___ SOURCE EXCERPT

Thread (4 messages) 4 messages, 2 authors, 2016-07-12

Memory pages not released by the filesystem after a truncate

From: Mulyadi Santosa <hidden>
Date: 2016-07-06 16:29:55

On Wed, Jul 6, 2016 at 6:24 AM, Houssem Daoud [off-list ref]
wrote:
Hi,

My system experiencing problems with atomic memory allocations. Device
drivers are not able to allocate contiguous memory regions due to a high
fragmentation level.

At the time of failure: /proc/meminfo shows the following information:
MemTotal: 4021820 Kb
MemFree: 121912 Kb
Active: 1304396 Kb
Inactive: 2377124 Kb

Most of the memory is consumed by the LRU inactive list and only 121 Mb
is available to the system.
By using a tracer, I found that most of the pages in the inactive list
are created by the ext4 journal during a truncate operation.

______

▶ _GIVEN EXERCISE A_
From the mailing-list excerpt, answer:
(i) Who is named in the From line of the message?
(ii) What MemFree value did /proc/meminfo report at the time of failure?
(iii) According to the tracer, what created most of the pages in the inactive list?

___ THE INPUT

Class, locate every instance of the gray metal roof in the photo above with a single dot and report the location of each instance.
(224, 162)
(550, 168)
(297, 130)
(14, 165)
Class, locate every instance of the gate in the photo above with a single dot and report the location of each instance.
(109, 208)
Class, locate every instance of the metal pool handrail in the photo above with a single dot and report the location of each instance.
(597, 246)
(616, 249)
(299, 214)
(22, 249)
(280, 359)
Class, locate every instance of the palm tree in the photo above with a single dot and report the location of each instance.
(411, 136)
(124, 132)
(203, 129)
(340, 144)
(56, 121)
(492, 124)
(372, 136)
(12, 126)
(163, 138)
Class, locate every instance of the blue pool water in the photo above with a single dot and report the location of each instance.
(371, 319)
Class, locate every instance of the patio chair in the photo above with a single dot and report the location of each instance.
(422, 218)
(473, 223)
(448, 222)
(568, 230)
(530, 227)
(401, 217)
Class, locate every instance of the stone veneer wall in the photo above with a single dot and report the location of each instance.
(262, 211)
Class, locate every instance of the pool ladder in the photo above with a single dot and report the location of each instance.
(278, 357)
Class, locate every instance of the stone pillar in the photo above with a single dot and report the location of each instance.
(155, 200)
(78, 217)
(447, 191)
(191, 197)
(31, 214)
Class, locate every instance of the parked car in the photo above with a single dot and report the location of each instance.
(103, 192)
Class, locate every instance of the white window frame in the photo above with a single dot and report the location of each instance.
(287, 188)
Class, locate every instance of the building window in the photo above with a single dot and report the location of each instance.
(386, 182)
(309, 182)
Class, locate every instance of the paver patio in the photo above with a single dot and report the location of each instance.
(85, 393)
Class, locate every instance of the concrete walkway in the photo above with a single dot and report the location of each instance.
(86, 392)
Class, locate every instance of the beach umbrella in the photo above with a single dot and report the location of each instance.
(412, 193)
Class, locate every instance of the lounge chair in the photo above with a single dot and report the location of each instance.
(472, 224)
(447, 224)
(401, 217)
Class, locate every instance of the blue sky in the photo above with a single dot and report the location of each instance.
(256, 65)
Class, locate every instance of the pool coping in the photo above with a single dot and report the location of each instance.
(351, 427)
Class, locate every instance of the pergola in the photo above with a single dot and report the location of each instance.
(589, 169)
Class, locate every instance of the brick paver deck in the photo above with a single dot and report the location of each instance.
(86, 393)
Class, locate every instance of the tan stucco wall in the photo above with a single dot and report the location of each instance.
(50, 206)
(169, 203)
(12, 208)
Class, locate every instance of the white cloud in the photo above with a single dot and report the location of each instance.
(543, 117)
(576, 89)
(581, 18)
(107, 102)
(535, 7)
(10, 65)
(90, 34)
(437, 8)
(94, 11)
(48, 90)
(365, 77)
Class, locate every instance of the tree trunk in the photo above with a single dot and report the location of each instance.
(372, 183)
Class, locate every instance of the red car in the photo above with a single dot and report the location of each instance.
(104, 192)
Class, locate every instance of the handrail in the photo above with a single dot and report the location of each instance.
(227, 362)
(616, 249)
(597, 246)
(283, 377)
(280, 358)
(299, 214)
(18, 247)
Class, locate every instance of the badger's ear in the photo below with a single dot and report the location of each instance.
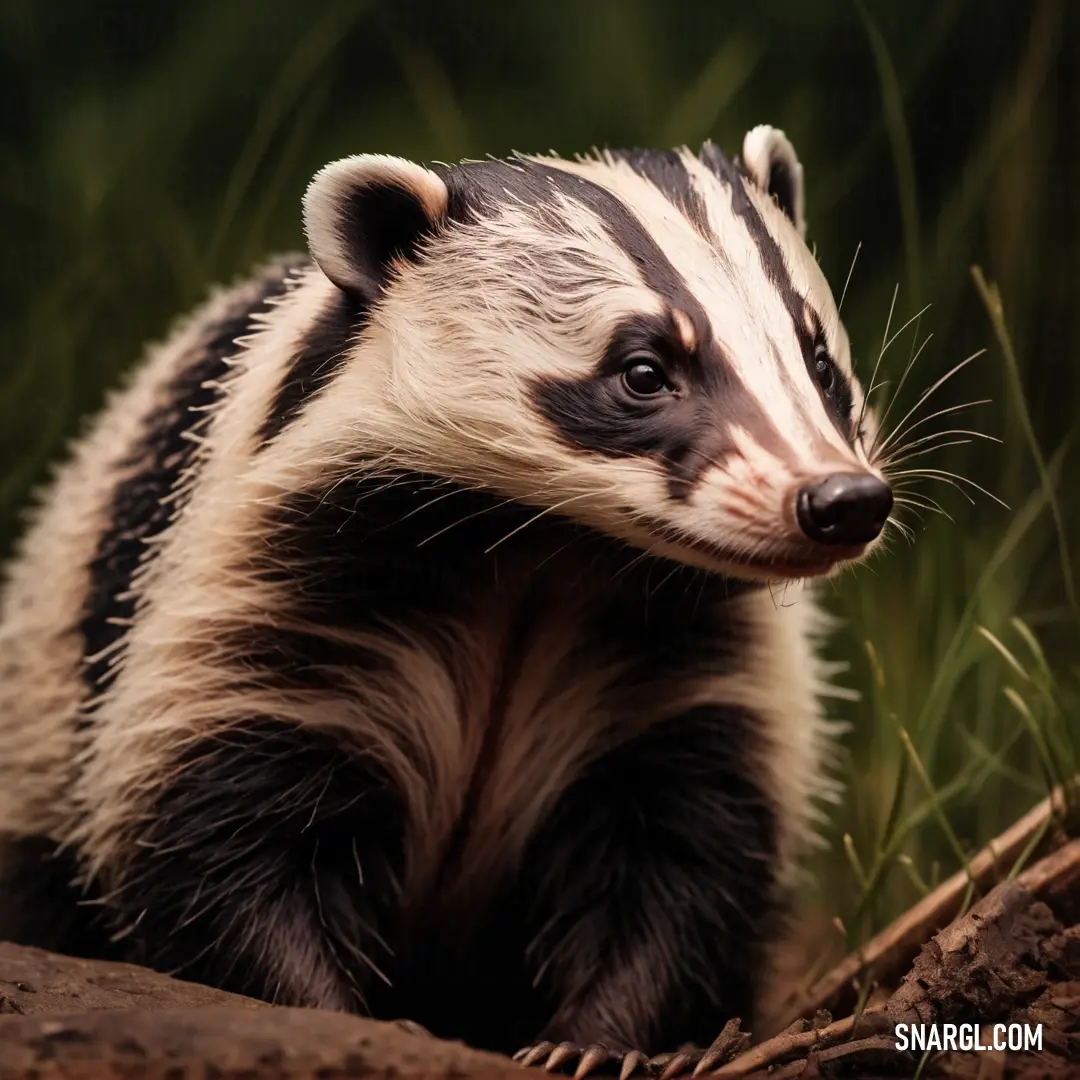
(362, 213)
(771, 163)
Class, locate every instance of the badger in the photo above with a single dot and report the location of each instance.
(427, 629)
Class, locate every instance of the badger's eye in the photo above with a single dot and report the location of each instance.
(644, 377)
(824, 369)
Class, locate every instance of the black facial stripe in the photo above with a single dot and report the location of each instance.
(775, 269)
(838, 402)
(782, 188)
(140, 507)
(686, 431)
(666, 170)
(320, 356)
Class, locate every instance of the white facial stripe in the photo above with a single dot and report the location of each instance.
(728, 280)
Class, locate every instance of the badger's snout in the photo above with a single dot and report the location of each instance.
(844, 509)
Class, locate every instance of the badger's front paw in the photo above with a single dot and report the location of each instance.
(585, 1060)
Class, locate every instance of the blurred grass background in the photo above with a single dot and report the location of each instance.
(148, 150)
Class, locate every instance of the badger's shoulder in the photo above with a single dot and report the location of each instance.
(67, 592)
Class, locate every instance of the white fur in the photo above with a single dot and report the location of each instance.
(761, 147)
(437, 380)
(333, 185)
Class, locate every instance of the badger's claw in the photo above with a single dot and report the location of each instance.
(726, 1045)
(413, 1027)
(588, 1060)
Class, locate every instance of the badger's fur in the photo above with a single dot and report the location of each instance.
(401, 638)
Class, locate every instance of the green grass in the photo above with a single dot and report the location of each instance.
(157, 151)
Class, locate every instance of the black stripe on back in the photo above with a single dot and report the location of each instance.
(838, 405)
(140, 507)
(321, 354)
(667, 172)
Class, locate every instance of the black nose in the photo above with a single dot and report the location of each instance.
(847, 508)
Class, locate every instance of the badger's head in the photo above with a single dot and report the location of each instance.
(638, 340)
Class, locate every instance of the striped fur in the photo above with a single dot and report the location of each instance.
(375, 650)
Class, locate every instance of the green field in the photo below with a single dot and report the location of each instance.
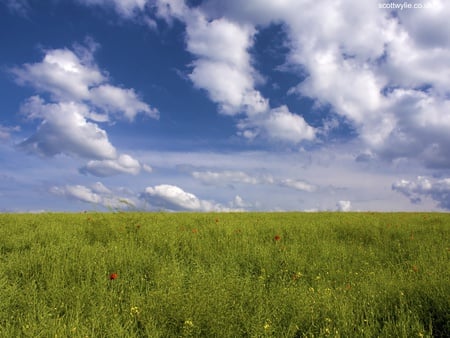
(225, 275)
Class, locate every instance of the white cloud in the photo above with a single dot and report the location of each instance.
(425, 187)
(123, 164)
(223, 66)
(78, 192)
(5, 131)
(118, 101)
(96, 195)
(171, 197)
(297, 184)
(224, 69)
(361, 63)
(62, 74)
(279, 124)
(343, 206)
(73, 76)
(227, 177)
(125, 8)
(81, 97)
(64, 129)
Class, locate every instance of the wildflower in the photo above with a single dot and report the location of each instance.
(134, 311)
(188, 324)
(297, 275)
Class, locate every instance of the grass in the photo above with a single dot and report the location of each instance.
(225, 275)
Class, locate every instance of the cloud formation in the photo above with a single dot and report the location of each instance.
(171, 197)
(81, 98)
(425, 187)
(223, 68)
(123, 164)
(65, 130)
(227, 177)
(72, 76)
(96, 195)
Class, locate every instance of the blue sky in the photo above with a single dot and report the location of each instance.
(224, 105)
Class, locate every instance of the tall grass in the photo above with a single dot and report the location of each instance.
(225, 275)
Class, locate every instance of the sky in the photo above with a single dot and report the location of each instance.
(217, 105)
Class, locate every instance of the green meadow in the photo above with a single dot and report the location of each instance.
(225, 275)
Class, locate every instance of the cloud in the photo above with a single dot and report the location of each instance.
(97, 195)
(239, 177)
(227, 177)
(61, 73)
(174, 198)
(297, 184)
(81, 98)
(5, 131)
(125, 8)
(73, 76)
(364, 65)
(120, 101)
(64, 129)
(278, 124)
(223, 68)
(424, 187)
(343, 206)
(20, 7)
(123, 164)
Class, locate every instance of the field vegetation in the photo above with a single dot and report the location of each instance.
(225, 275)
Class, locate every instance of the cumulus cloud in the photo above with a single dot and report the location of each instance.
(64, 129)
(223, 68)
(97, 195)
(279, 124)
(5, 131)
(226, 176)
(425, 187)
(171, 197)
(81, 98)
(363, 64)
(123, 164)
(343, 206)
(125, 8)
(118, 101)
(240, 177)
(61, 73)
(73, 76)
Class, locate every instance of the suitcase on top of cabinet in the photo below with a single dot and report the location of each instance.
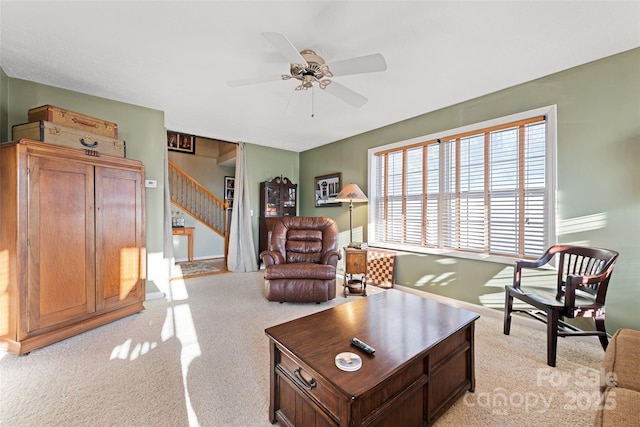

______

▶ _GIVEN EXERCISE B_
Set down, word for word, the stretch of records from the line containing "Class, locate every instance of the white facial" through the line containing "(585, 1060)", both ends included.

▶ _EXPECTED OUTPUT A_
(i) Mulyadi Santosa
(ii) 121912 Kb
(iii) The ext4 journal, during a truncate operation

▶ _EXPECTED OUTPUT B_
Class, locate every instance of the white facial stripe in the photo above with a single dot and report the location of each instance.
(728, 280)
Class, locate every instance of the badger's snout in the photo above with a single dot and report the location of each instance.
(844, 509)
Class, locate every instance of the badger's front paw in the photo above with a single dot and report the location of each instance.
(585, 1060)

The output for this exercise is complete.